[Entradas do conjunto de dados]
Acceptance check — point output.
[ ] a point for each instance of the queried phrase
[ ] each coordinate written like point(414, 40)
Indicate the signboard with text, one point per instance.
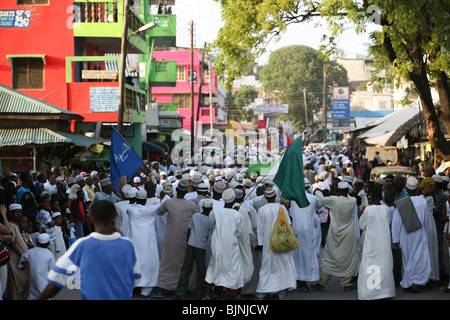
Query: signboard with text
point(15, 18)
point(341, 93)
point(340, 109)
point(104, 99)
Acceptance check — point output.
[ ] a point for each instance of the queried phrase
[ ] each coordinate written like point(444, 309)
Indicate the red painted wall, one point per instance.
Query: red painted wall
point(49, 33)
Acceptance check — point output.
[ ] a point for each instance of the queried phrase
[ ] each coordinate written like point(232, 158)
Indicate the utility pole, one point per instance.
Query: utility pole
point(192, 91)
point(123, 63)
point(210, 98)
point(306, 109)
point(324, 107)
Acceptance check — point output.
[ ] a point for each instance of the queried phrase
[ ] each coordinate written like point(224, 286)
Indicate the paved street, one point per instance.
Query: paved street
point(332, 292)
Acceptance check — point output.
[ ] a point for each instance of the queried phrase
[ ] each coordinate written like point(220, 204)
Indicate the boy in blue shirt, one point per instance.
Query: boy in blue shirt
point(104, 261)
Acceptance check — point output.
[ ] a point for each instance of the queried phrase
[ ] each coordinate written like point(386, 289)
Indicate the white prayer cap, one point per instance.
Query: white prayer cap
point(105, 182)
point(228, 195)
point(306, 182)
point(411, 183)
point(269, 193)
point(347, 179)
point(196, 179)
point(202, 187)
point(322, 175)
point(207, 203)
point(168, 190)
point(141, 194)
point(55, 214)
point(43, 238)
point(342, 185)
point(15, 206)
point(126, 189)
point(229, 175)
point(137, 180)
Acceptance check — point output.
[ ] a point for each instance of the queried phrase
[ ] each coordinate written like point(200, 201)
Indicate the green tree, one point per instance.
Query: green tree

- [Problema a resolver]: Por favor, reescreva todas as linhas do início dos registros até a linha com "point(104, 99)", inclusive, sem omitir nenhuma, deslocando em 50 cada número das coordenadas dadas como resposta e mantendo intactas as coordenadas de exemplo do formato. Deixe as imagens fora da resposta.

- [Resposta esperada]:
Acceptance check — point output.
[ ] a point for each instance of the queried phrase
[ ] each coordinate written like point(414, 40)
Indicate the signboard with text, one point per instance.
Query: signboard with text
point(65, 68)
point(391, 143)
point(390, 159)
point(154, 149)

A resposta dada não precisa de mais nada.